Can you rewrite the data below so that every "crop health" becomes "land cover", leaving everything else untouched?
◇ ◇ ◇ ◇ ◇
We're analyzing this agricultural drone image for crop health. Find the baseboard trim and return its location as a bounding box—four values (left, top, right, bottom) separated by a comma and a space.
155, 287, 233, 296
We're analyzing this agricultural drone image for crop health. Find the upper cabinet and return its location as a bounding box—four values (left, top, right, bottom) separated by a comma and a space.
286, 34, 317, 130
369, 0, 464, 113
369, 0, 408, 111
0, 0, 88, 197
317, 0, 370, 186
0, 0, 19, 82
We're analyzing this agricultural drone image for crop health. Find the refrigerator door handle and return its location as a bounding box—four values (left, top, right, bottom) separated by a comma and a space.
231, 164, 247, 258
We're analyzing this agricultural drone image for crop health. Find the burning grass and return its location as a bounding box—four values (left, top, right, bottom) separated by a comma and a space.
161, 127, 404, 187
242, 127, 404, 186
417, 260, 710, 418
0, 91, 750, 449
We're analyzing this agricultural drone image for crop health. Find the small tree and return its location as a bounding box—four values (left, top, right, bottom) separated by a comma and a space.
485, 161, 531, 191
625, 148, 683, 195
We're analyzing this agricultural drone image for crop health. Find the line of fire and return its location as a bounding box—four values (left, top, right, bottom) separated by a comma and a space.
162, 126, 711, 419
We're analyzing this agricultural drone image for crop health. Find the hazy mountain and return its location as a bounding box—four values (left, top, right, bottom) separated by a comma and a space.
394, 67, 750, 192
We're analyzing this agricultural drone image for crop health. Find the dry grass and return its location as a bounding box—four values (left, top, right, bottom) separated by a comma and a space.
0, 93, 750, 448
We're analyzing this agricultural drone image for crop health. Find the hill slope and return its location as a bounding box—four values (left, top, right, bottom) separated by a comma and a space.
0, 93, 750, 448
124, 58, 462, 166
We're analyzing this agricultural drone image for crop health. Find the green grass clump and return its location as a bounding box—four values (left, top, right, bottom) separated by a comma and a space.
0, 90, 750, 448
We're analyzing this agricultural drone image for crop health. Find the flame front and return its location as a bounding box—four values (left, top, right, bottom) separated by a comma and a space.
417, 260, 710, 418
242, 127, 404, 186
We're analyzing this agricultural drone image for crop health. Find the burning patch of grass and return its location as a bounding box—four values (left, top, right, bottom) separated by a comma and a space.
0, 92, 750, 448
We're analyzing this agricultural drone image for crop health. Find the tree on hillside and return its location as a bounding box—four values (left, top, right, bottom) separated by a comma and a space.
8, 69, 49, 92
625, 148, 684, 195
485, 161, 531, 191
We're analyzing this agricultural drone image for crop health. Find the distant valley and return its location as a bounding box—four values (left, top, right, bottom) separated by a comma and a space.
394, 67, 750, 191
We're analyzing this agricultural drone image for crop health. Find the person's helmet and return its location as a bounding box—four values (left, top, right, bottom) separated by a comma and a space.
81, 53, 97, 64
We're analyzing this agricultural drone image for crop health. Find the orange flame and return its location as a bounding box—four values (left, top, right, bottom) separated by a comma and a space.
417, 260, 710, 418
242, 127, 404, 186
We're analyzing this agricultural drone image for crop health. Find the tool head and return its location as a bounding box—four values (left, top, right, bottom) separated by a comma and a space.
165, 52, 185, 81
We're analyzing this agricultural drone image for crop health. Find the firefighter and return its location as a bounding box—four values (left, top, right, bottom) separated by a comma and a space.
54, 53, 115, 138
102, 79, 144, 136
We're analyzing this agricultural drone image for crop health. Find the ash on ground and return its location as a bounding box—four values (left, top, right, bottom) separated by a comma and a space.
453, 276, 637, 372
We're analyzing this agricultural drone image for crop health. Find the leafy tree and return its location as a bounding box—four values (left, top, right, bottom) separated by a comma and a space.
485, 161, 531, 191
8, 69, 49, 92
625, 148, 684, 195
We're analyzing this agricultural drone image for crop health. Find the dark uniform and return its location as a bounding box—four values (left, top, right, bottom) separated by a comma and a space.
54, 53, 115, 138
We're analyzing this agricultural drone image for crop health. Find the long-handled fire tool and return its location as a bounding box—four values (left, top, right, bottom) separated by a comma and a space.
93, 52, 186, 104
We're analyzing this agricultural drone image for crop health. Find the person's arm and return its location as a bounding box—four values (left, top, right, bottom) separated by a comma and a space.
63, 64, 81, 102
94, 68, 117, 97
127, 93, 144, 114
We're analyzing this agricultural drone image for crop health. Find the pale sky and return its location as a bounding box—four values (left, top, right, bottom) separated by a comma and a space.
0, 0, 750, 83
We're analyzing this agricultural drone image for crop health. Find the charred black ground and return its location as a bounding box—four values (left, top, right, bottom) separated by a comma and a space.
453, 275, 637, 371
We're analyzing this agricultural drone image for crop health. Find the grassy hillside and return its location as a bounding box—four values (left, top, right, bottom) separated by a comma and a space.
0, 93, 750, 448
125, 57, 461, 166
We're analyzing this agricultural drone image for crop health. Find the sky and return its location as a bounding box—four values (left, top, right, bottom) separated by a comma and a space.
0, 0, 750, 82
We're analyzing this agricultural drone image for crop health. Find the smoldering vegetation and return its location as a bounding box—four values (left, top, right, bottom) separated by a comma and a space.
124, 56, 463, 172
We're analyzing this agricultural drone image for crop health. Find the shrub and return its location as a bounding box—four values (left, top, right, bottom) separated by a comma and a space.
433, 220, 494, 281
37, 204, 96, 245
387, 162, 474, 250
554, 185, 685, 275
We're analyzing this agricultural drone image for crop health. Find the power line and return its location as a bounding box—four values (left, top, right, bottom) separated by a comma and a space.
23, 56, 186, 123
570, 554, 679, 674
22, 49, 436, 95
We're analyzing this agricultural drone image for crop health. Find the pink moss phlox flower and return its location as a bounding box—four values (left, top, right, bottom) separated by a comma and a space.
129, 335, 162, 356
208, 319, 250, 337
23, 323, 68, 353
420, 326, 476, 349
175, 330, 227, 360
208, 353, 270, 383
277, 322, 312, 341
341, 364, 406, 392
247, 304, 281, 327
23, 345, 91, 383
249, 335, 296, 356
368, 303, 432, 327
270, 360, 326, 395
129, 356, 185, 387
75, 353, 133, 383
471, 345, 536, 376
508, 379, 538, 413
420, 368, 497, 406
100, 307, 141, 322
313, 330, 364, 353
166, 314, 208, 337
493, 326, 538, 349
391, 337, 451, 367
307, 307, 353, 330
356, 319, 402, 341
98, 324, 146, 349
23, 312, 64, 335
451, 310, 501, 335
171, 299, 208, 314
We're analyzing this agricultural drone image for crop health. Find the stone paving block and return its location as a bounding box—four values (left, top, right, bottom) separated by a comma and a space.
◇ ◇ ◇ ◇ ◇
Written response:
We're analyzing this agricultural drone image for land cover. Find the baseboard trim and return its location as a bounding box—four values (left, top, right, bottom) separated by a comma and a space.
155, 287, 233, 296
We're analyzing this agricultural drone image for land cover. Find the upper cabinet and return its location as a bounding box—four values (left, top, right, bottom) separated by a comma and a space.
286, 34, 317, 130
369, 0, 464, 113
369, 0, 408, 111
0, 0, 88, 197
317, 0, 370, 186
0, 0, 19, 82
We're analyzing this agricultural drone image for land cover. Find the refrigerator door handle and return its location as a bounding box—four values (left, top, right, bottom) separated by a comma and a space.
231, 164, 247, 258
We're analyzing this agricultural drone image for land cover. Find the burning grass and return its location as a bounding box—four values (left, top, right, bottom) separated by a comma and a space.
161, 127, 404, 187
242, 127, 404, 186
417, 260, 710, 418
0, 91, 750, 449
We're analyzing this agricultural drone image for land cover. Find the small tree and return its location as a bounding box—four values (left, top, right, bottom) separated by a comma and a space.
485, 161, 531, 191
625, 148, 683, 195
We're analyzing this agricultural drone image for land cover. Find the line of fire and return its location as a bounding box—four values (left, top, right, bottom) separated by a comma and a space.
162, 126, 711, 419
We're analyzing this agricultural drone image for land cover. Find the hazy mountain and return its location as a bounding box—four values (left, top, right, bottom) separated by a comma and a space.
394, 67, 750, 192
We're analyzing this agricultural drone image for land cover. Find the dry grass and return its location as a bounding box—four values (left, top, right, bottom) separated by a comma and a space.
0, 93, 750, 448
We're analyzing this agricultural drone image for land cover. Find the hill slope and return its location as a bounding box—four values (left, top, right, bottom) separated by a comma and a space.
0, 93, 750, 448
124, 58, 462, 166
We're analyzing this agricultural drone image for land cover. Find the green grass clump and return its location as a bounding box—four values (left, top, right, bottom) separated by a comma and a space.
0, 90, 750, 448
We're analyzing this agricultural drone image for land cover. Find the flame front and return its location as a bounding box—four values (left, top, right, bottom) separated by a comma and a space.
417, 260, 710, 418
242, 127, 404, 186
We're analyzing this agricultural drone image for land cover. Find the burning patch of grass and return its location as a bounding box—four values (left, top, right, bottom) separated by a comma and a space.
0, 92, 750, 448
We're analyzing this agricultural drone image for land cover. Find the tree on hillside and return its location as a bounding box—four values (left, top, right, bottom) separated by a comma and a space.
8, 69, 49, 92
625, 148, 684, 195
485, 161, 531, 191
We're analyzing this agricultural drone image for land cover. Find the distant valley and return its location as a bounding box—four values (left, top, right, bottom) separated by a comma and a space.
394, 67, 750, 191
We're analyzing this agricultural drone image for land cover. Find the person's helmet and return its location as a bounding box—four values (left, top, right, bottom) separated by a comma and a space.
81, 53, 97, 64
We're analyzing this agricultural drone image for land cover. Find the orange flame and return its location as a bounding box—four values (left, top, right, bottom) separated by a comma and a space.
417, 260, 710, 418
242, 127, 404, 186
We're analyzing this agricultural drone image for land cover. Find the tool head and return its location as a bounding box—four values (left, top, right, bottom) separated by a comma and a space.
165, 52, 185, 81
We're analyzing this agricultural drone image for land cover. Find the firefighter and return its location as a bounding box—four values (left, top, right, bottom) separated by a comma and a space.
54, 53, 115, 138
102, 79, 144, 136
We're analyzing this agricultural drone image for land cover. Find the ash on ground and return its location as a bounding box—four values (left, top, right, bottom) separated by a comma and a space.
453, 276, 637, 372
We're analyzing this agricultural drone image for land cover. Find the leafy tree and return its location as a bounding box—four values (left, top, right, bottom) separated by a comma and a space.
485, 161, 531, 191
8, 69, 49, 92
625, 148, 684, 195
We're analyzing this agricultural drone image for land cover. Find the dark uniform and return its location as a bounding box—four values (left, top, right, bottom) separated by a comma and a space.
54, 53, 115, 138
We're analyzing this agricultural drone image for land cover. Find the long-handled fire tool and return its location as a bounding box—four values (left, top, right, bottom) separated by a comma and a space.
93, 52, 186, 104
We're analyzing this agricultural drone image for land cover. Find the person's arm and return its location as a bounding box—four values (left, top, right, bottom) separated by a comma and a space.
63, 64, 81, 102
94, 68, 117, 97
127, 93, 144, 114
We're analyzing this agricultural drone image for land cover. Find the pale sky and return its location as a bounding box—four values (left, top, right, bottom) separated by a comma and a space.
0, 0, 750, 83
We're analyzing this agricultural drone image for land cover. Find the charred black ground and return its location as a bounding box—four values (left, top, right, bottom) separated by a comma and a space.
453, 275, 637, 371
We're analyzing this agricultural drone image for land cover. Find the grassy hillside and return its location as a bounding box—four values (left, top, right, bottom) separated by a comma and a space.
0, 93, 750, 448
125, 57, 461, 166
We're analyzing this agricultural drone image for land cover. Find the sky and return its location as a bounding box—four values (left, top, right, bottom) separated by a comma and a space.
0, 0, 750, 82
We're analyzing this agricultural drone image for land cover. Find the smoldering vegetation and return its location as a bounding box—four values (left, top, right, bottom) separated by a comma and a space.
124, 56, 463, 172
We're analyzing this agricultural drone image for land cover. Find the shrub and return its location as a bounding box—four values (left, top, right, bottom) separated by a comma and a space.
433, 220, 494, 281
37, 204, 96, 245
387, 162, 474, 250
554, 185, 685, 275
We're analyzing this agricultural drone image for land cover. Find the power line and return its location as a bounding box—four values (left, top, right, bottom) separated by a comma and a space.
23, 56, 186, 123
570, 554, 679, 674
22, 49, 436, 95
We're analyzing this agricultural drone image for land cover. Find the pink moss phlox flower and return its location as a bounding box—four values (left, top, right, bottom) separated by a comma and a space.
129, 335, 162, 356
208, 319, 250, 337
23, 323, 68, 353
420, 326, 476, 349
175, 330, 227, 360
208, 353, 270, 383
277, 322, 312, 341
341, 364, 406, 392
247, 304, 281, 327
23, 345, 91, 383
249, 335, 296, 356
368, 303, 432, 327
270, 360, 326, 395
129, 356, 185, 387
75, 353, 133, 383
471, 345, 536, 376
508, 379, 538, 413
420, 368, 497, 406
100, 307, 141, 322
313, 330, 364, 353
166, 314, 208, 337
493, 326, 538, 349
391, 337, 451, 367
307, 307, 353, 330
356, 319, 402, 341
98, 324, 146, 349
23, 312, 64, 335
451, 310, 501, 335
171, 299, 208, 314
We're analyzing this agricultural drone image for land cover. Find the stone paving block and return its location as a bounding box—four values (left, top, right, bottom) separated by a comma and a space.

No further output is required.